*WORK INSTRUCTION*:
Omit the pictures and output exactly the lines from the start of the entries through the line containing "Objective — one point on each instance of the distant".

--

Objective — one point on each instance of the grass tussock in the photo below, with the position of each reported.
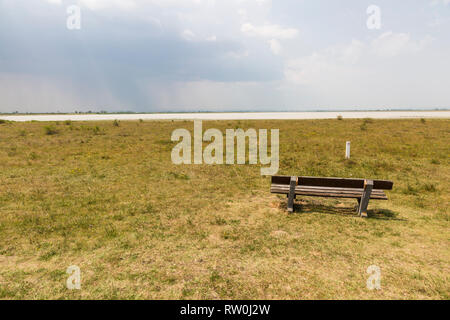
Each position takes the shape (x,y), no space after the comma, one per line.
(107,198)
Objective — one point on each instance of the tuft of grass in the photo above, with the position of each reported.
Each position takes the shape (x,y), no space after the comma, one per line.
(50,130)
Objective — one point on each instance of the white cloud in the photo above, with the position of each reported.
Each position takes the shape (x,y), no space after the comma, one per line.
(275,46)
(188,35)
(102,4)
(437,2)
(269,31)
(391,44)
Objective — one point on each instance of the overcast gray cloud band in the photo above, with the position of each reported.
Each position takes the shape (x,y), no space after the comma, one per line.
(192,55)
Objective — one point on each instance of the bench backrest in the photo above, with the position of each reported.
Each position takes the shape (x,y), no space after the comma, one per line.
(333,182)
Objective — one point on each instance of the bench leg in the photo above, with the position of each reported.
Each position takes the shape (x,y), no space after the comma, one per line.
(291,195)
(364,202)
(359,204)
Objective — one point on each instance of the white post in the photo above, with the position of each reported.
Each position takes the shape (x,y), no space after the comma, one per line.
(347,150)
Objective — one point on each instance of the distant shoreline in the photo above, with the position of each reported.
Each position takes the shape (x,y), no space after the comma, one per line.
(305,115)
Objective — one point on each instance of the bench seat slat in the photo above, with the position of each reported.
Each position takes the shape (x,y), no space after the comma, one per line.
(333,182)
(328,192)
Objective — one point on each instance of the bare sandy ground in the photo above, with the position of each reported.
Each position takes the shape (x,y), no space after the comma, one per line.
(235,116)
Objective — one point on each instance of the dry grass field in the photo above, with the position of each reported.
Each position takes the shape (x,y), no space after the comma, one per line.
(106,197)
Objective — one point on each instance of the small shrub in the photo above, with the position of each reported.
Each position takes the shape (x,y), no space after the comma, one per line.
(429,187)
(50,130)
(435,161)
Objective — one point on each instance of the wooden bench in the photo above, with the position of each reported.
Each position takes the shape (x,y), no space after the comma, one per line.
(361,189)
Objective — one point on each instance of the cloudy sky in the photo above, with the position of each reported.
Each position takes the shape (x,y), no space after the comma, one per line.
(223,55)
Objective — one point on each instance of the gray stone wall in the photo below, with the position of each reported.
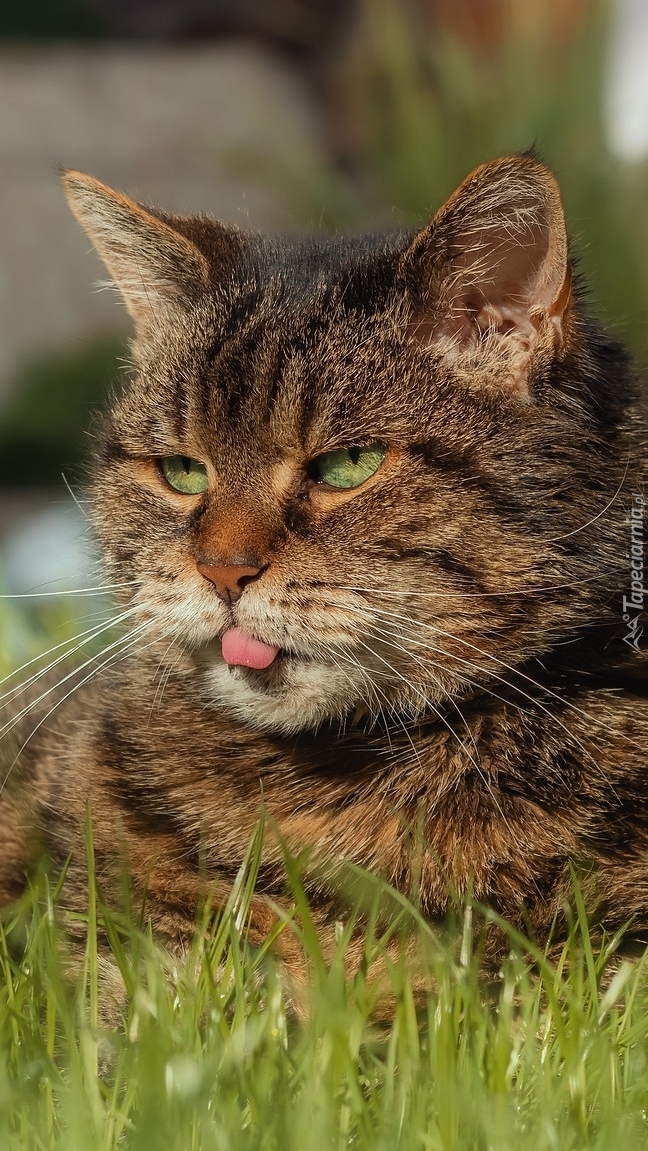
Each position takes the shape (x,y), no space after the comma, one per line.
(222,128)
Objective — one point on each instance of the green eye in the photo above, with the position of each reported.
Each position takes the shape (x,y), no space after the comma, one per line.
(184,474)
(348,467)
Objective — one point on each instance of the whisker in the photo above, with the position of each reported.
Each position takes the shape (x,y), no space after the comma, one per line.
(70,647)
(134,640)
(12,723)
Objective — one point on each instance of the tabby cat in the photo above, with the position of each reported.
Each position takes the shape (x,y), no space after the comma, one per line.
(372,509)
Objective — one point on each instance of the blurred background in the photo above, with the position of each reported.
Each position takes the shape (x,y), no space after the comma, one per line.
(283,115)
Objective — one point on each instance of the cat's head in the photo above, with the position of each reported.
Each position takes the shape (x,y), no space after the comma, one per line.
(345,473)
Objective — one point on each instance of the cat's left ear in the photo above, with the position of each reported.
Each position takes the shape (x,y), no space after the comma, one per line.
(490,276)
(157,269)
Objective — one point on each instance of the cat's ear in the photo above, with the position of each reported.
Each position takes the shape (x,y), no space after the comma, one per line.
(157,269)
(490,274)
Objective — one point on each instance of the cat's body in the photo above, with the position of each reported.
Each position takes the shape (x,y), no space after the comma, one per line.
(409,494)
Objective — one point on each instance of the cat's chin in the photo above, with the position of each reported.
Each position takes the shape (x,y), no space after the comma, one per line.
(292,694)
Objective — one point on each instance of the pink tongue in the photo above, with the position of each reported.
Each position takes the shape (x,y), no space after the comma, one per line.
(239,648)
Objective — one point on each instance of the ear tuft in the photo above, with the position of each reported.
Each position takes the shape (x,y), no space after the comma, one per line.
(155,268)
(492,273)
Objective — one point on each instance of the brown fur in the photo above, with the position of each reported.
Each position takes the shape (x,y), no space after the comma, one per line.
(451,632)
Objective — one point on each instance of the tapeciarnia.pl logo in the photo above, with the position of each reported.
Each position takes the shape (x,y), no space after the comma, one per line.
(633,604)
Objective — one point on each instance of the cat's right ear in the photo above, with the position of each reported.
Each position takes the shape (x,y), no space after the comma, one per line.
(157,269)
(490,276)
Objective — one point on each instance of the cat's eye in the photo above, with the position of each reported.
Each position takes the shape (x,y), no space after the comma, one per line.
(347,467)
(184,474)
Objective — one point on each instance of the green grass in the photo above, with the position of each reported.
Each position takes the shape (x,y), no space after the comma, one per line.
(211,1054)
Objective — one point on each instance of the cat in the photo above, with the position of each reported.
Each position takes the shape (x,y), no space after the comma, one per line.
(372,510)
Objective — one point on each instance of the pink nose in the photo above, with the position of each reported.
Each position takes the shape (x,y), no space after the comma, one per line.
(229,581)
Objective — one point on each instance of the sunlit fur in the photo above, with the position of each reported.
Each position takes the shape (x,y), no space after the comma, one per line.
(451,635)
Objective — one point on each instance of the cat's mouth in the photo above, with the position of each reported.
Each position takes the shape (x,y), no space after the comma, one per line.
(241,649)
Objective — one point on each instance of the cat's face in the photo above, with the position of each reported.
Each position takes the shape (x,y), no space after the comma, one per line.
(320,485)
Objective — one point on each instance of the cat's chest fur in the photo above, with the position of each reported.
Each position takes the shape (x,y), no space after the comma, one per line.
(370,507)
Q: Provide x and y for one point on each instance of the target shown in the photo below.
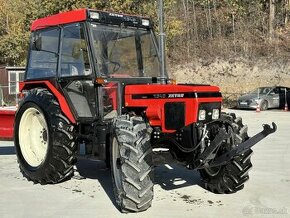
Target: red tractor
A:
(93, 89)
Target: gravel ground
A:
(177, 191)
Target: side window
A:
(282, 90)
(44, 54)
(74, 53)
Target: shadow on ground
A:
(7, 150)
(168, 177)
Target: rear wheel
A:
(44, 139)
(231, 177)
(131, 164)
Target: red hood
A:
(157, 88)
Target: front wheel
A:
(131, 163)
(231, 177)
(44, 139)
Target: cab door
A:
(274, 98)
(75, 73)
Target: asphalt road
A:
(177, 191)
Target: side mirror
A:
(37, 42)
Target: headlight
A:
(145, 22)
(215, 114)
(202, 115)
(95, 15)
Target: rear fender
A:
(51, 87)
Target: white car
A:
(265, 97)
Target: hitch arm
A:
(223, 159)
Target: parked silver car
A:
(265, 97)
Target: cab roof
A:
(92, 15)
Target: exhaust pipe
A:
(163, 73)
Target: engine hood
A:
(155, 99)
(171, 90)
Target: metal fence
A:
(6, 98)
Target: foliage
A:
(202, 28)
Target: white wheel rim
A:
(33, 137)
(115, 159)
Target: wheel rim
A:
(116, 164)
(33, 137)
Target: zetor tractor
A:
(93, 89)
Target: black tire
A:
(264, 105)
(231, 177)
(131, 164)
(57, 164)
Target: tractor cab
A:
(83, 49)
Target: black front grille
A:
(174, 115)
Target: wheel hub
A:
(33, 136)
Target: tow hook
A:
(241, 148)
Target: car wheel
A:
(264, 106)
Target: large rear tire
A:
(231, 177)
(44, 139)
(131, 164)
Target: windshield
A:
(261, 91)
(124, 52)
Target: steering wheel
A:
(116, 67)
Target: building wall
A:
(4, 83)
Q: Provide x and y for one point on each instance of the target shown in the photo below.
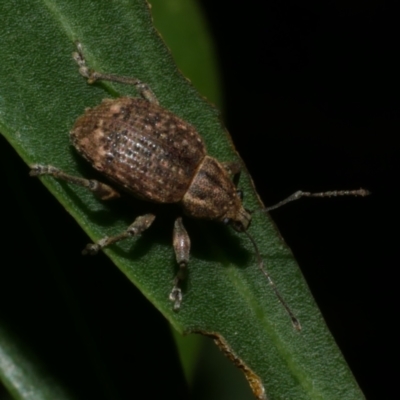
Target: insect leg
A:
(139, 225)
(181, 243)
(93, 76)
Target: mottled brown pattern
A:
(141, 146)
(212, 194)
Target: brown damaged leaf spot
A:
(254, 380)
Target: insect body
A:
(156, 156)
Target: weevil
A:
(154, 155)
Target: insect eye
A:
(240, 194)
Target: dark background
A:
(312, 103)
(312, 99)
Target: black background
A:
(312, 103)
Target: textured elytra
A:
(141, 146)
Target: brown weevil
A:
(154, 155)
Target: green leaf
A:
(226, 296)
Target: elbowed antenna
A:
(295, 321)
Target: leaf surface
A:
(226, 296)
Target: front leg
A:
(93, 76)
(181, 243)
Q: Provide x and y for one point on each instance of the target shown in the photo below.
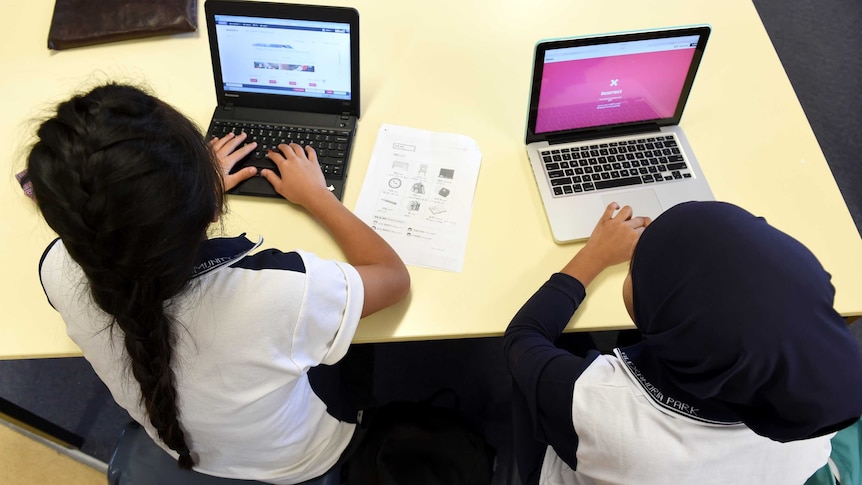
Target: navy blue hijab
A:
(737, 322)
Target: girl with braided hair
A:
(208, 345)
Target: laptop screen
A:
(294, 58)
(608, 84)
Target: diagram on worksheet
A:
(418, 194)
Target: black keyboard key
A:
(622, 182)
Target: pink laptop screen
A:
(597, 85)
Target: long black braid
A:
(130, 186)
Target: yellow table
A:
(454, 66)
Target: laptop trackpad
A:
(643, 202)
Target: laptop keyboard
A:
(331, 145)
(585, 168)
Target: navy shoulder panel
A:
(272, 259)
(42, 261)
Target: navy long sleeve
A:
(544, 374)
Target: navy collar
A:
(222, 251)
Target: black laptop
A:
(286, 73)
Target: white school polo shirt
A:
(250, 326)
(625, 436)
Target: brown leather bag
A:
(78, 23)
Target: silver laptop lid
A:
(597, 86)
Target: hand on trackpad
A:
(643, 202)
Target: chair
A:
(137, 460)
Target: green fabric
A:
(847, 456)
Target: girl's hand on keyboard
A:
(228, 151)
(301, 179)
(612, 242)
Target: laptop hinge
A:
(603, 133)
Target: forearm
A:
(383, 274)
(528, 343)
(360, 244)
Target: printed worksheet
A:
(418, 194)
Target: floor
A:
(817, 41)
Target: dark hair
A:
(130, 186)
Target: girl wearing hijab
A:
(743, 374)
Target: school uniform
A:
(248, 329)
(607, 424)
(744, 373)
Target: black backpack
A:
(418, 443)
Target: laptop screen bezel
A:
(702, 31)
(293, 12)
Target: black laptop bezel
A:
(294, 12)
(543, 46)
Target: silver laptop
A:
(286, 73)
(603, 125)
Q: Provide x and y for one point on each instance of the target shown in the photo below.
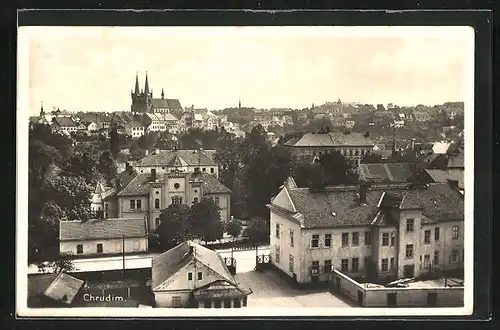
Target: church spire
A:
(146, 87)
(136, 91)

--

*ANSWER TO THIS EXERCISE*:
Objective — one point on each instance of the grass tussock in the photo below, with the position of each reported.
Each position takes the shape (x,y), no space after the comma, one per line.
(107,198)
Objective — one point on each instance of the tuft of grass in the photo above, with the position of each reported.
Each position takes the shape (x,y), no space after the comma, one per line.
(50,130)
Objective — one point on each instance of the white cloud in the photo above, with the position of each reported.
Each position takes the shape (x,y), no space after the comma, one per line.
(275,46)
(188,35)
(102,4)
(437,2)
(269,31)
(391,44)
Objective — one point on each instance of the overcast gray cloud band in the photo above, with the position of each reported.
Each position takes the shape (x,y), no space after the comma, one per line.
(192,55)
Objective — one point on each instance of the bench backrest in the photo above, with the position of each reported.
Each position takes the shape (x,y), no space after the comma, one per line.
(333,182)
Objective — one point on each instance of the bench leg in the photo above, with the position of each reported.
Each position takes the shape (x,y), no space after the comma, one per line.
(291,195)
(364,202)
(359,204)
Objective — one point on each instance of the white post in the photo above, with the position of each reported.
Each position takes the shape (x,y), no space after the comma, one per line.
(347,150)
Objective — one point on each instance of the distant shoreline in the photo above, with the position of each reported.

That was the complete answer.